┌──

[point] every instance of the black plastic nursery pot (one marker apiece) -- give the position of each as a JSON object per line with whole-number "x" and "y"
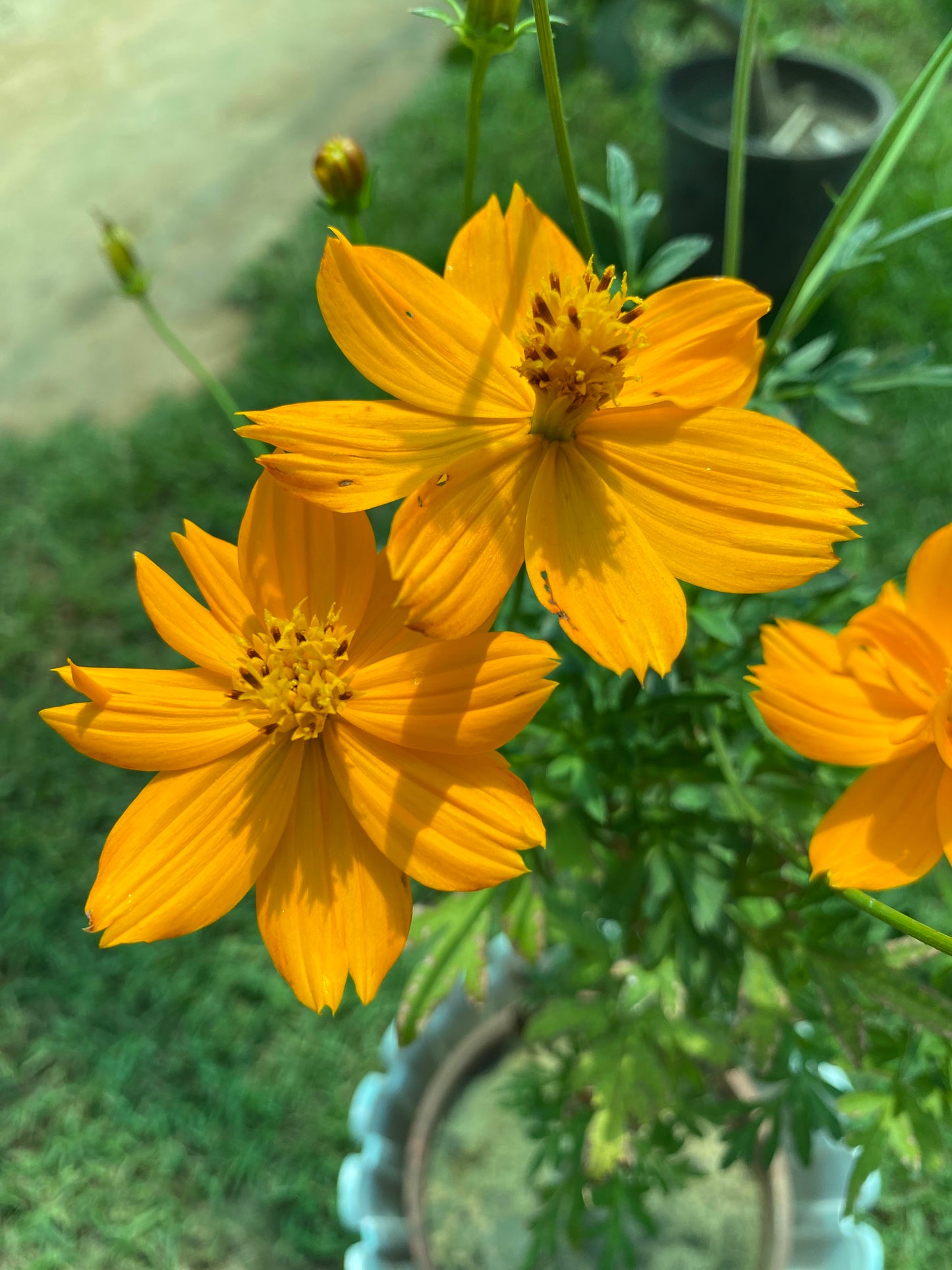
{"x": 794, "y": 172}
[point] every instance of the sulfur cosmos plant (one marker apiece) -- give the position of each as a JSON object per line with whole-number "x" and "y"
{"x": 879, "y": 695}
{"x": 542, "y": 415}
{"x": 319, "y": 751}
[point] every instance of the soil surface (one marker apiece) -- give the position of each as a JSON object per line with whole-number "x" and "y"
{"x": 194, "y": 125}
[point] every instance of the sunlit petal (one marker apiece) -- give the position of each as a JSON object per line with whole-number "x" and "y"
{"x": 192, "y": 845}
{"x": 882, "y": 832}
{"x": 328, "y": 901}
{"x": 455, "y": 822}
{"x": 590, "y": 564}
{"x": 414, "y": 335}
{"x": 471, "y": 694}
{"x": 293, "y": 552}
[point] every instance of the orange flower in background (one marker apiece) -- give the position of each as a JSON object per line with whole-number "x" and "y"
{"x": 879, "y": 695}
{"x": 541, "y": 418}
{"x": 319, "y": 751}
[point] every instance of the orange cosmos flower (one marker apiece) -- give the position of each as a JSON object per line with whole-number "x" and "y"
{"x": 319, "y": 751}
{"x": 879, "y": 695}
{"x": 538, "y": 418}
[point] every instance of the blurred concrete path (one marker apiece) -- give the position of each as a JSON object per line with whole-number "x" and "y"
{"x": 193, "y": 122}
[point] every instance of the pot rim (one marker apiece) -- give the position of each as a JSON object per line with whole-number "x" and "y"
{"x": 719, "y": 139}
{"x": 501, "y": 1030}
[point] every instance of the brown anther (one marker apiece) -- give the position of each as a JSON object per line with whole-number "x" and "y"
{"x": 607, "y": 277}
{"x": 541, "y": 309}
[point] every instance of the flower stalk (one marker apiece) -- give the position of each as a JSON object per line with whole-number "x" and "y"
{"x": 553, "y": 94}
{"x": 738, "y": 158}
{"x": 120, "y": 250}
{"x": 898, "y": 921}
{"x": 482, "y": 56}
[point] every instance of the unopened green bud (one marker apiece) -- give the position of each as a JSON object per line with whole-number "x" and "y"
{"x": 488, "y": 27}
{"x": 341, "y": 171}
{"x": 120, "y": 250}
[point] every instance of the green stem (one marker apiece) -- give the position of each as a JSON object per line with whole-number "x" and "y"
{"x": 738, "y": 158}
{"x": 898, "y": 921}
{"x": 354, "y": 229}
{"x": 857, "y": 898}
{"x": 870, "y": 178}
{"x": 480, "y": 64}
{"x": 553, "y": 93}
{"x": 208, "y": 382}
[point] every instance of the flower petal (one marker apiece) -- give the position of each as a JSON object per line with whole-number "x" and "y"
{"x": 818, "y": 709}
{"x": 382, "y": 630}
{"x": 353, "y": 455}
{"x": 930, "y": 587}
{"x": 495, "y": 263}
{"x": 590, "y": 564}
{"x": 160, "y": 724}
{"x": 478, "y": 262}
{"x": 730, "y": 500}
{"x": 182, "y": 621}
{"x": 882, "y": 832}
{"x": 192, "y": 845}
{"x": 213, "y": 564}
{"x": 883, "y": 643}
{"x": 293, "y": 552}
{"x": 457, "y": 542}
{"x": 702, "y": 345}
{"x": 453, "y": 822}
{"x": 472, "y": 694}
{"x": 328, "y": 901}
{"x": 943, "y": 812}
{"x": 415, "y": 337}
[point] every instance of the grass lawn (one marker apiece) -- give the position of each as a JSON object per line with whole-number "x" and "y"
{"x": 172, "y": 1105}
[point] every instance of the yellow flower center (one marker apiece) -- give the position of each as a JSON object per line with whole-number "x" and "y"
{"x": 578, "y": 338}
{"x": 289, "y": 678}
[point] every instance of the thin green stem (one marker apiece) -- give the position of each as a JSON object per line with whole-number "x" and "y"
{"x": 553, "y": 93}
{"x": 208, "y": 382}
{"x": 898, "y": 921}
{"x": 738, "y": 159}
{"x": 480, "y": 64}
{"x": 867, "y": 182}
{"x": 354, "y": 229}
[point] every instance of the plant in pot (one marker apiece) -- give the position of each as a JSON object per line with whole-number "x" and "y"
{"x": 812, "y": 121}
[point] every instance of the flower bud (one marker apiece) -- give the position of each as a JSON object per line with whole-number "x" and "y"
{"x": 341, "y": 171}
{"x": 120, "y": 250}
{"x": 484, "y": 18}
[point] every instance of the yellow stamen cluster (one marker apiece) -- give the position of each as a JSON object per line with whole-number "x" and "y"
{"x": 578, "y": 337}
{"x": 289, "y": 678}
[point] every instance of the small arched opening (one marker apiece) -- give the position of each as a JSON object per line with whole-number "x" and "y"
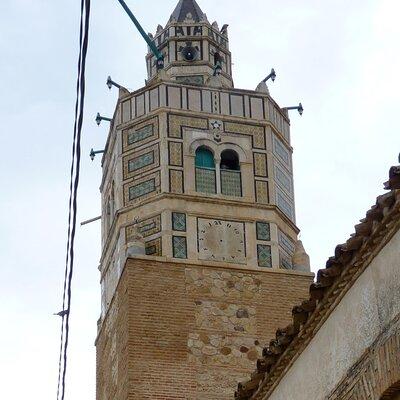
{"x": 231, "y": 180}
{"x": 205, "y": 171}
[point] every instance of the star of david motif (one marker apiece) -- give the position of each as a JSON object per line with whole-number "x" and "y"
{"x": 216, "y": 124}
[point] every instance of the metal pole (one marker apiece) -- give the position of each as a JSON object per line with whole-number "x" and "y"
{"x": 89, "y": 221}
{"x": 151, "y": 44}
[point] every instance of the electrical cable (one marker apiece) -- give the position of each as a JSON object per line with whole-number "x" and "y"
{"x": 74, "y": 184}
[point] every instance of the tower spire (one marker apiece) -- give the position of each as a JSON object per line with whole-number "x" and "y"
{"x": 188, "y": 9}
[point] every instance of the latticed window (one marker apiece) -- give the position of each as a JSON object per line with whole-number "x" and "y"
{"x": 179, "y": 247}
{"x": 264, "y": 256}
{"x": 231, "y": 181}
{"x": 205, "y": 171}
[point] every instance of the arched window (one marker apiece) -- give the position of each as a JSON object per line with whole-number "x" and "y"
{"x": 231, "y": 181}
{"x": 205, "y": 171}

└──

• [Prompt]: Leave the pictures out. Otherwise, output the listing above exactly.

• [Response]:
[point] every instance of the black plastic nursery pot (one marker apiece) -- give the position of each as a JSON object per line with whole-number "x" and "y"
{"x": 794, "y": 172}
[point] every instance of the sulfur cosmos plant (one marker apiece) -- give the position of each as a JSON object per line with whole-number "x" and "y"
{"x": 879, "y": 695}
{"x": 542, "y": 415}
{"x": 319, "y": 751}
[point] every instance of the soil surface (one marker apiece) -- give the position of each as a JSON object per line with whole-number "x" and "y"
{"x": 194, "y": 125}
[point] every instance of the sunlit petal (one marker apiece) -- give the position of each as a JSON object per line with whole-number "x" and "y"
{"x": 192, "y": 845}
{"x": 882, "y": 832}
{"x": 328, "y": 901}
{"x": 455, "y": 822}
{"x": 590, "y": 564}
{"x": 414, "y": 335}
{"x": 471, "y": 694}
{"x": 293, "y": 552}
[point] every instance of the orange flower in background (one marker apiece) -- give the position of each as a JSON object per line with whole-number "x" and "y"
{"x": 879, "y": 695}
{"x": 541, "y": 418}
{"x": 319, "y": 751}
[point] every instance of the orange cosmos flower (one marker apiece) -- give the position of each as a JSON object per line with whole-number "x" and "y"
{"x": 319, "y": 751}
{"x": 879, "y": 695}
{"x": 538, "y": 418}
[point] every instance of the blurred concrete path (one marker apiece) -- give the position of each as a JSON object per line with whole-number "x" and "y"
{"x": 193, "y": 122}
[point] every instance of the pot rim (one marker apiece) -- give the position of each as a JSON object per line with whole-number "x" and "y"
{"x": 719, "y": 139}
{"x": 501, "y": 1030}
[point] every instance of the brown anther (one marker apiece) -- give the position of each as a JSON object per line with whole-number "x" and "y"
{"x": 607, "y": 277}
{"x": 541, "y": 309}
[point] every instance of the flower stalk (one marker apiece) -- give the position of each as a JSON object per line with whole-number "x" and "y"
{"x": 553, "y": 94}
{"x": 738, "y": 158}
{"x": 120, "y": 250}
{"x": 898, "y": 921}
{"x": 482, "y": 56}
[point] every instance of the unopened green bud (one marker apiece) -- give the position of each as a JSON object per line with whole-number "x" and "y"
{"x": 488, "y": 27}
{"x": 341, "y": 171}
{"x": 120, "y": 250}
[point] every instance of the green stem (one marker apiece) -- give the position of each as a JSON object per line with whole-number "x" and "y"
{"x": 738, "y": 158}
{"x": 898, "y": 921}
{"x": 354, "y": 229}
{"x": 857, "y": 898}
{"x": 870, "y": 178}
{"x": 480, "y": 64}
{"x": 553, "y": 93}
{"x": 208, "y": 382}
[point] every instance of the flower petal (one marker apiece) -- give the position of each as a JSON object per line with whole-number "x" and "y"
{"x": 818, "y": 709}
{"x": 382, "y": 630}
{"x": 353, "y": 455}
{"x": 930, "y": 587}
{"x": 495, "y": 263}
{"x": 590, "y": 564}
{"x": 160, "y": 724}
{"x": 478, "y": 262}
{"x": 730, "y": 500}
{"x": 182, "y": 621}
{"x": 882, "y": 832}
{"x": 192, "y": 845}
{"x": 213, "y": 564}
{"x": 883, "y": 643}
{"x": 293, "y": 552}
{"x": 457, "y": 542}
{"x": 702, "y": 345}
{"x": 453, "y": 822}
{"x": 472, "y": 694}
{"x": 328, "y": 901}
{"x": 943, "y": 812}
{"x": 415, "y": 337}
[point] every instance of the grass lawn (one marker apiece) -- give the position of each as a JSON object per line with whole-number "x" and "y"
{"x": 172, "y": 1105}
[point] every instance of the yellow flower center (one marker apiece) -- give the position of each as a JSON object per line with whole-number "x" and "y"
{"x": 578, "y": 338}
{"x": 289, "y": 678}
[point] every instance of the thin green stem (one marker apiece) -- give the position of each as a JSON object per line with whole-number "x" and "y"
{"x": 553, "y": 93}
{"x": 208, "y": 382}
{"x": 898, "y": 921}
{"x": 738, "y": 159}
{"x": 480, "y": 64}
{"x": 867, "y": 182}
{"x": 354, "y": 229}
[point] every instance of the plant in pot (one marker apiece) -- give the position of each as a JSON object per line with whole-number "x" and "y"
{"x": 812, "y": 121}
[point] every instance of the flower bud (one marker apiece) -- give the position of each as a JSON object per line with whole-number "x" and "y"
{"x": 341, "y": 171}
{"x": 120, "y": 250}
{"x": 484, "y": 18}
[point] every instance of the yellow stamen cluster (one marker apiece) -- give the position of each as a JSON object per line with whole-number "x" and "y"
{"x": 578, "y": 337}
{"x": 289, "y": 678}
[point] every instance of the small arched opening (one marker apiece) -- give the position of each as a JSON object per line with whole-number "x" and "y"
{"x": 231, "y": 180}
{"x": 205, "y": 171}
[point] every instance of the star of david motif (one marker apiece) -- give the position of each as a JSON object per line with whole-number "x" and "y"
{"x": 216, "y": 124}
[point] every instance of the metal pole (one marker apiece) -- give the position of each as a JSON object per line with whole-number "x" and "y"
{"x": 89, "y": 221}
{"x": 151, "y": 44}
[point] every instance of the electrical cable (one marker apiece) -- give the position of each as a JSON object per line with whole-number "x" and "y"
{"x": 74, "y": 184}
[point] every instance of the tower spire (one marker apiece) -- give the position of each as a JSON object per line with whole-number "x" and "y"
{"x": 188, "y": 9}
[point] every instance of the latticed window (one marker apiece) -- give the position of each as a JSON object per line with whole-number "x" and "y"
{"x": 179, "y": 247}
{"x": 264, "y": 256}
{"x": 231, "y": 181}
{"x": 205, "y": 171}
[point] every instance of the arched window (one marker apiece) -- give the position of each as a JSON object per line with whole-number "x" and "y"
{"x": 231, "y": 181}
{"x": 205, "y": 171}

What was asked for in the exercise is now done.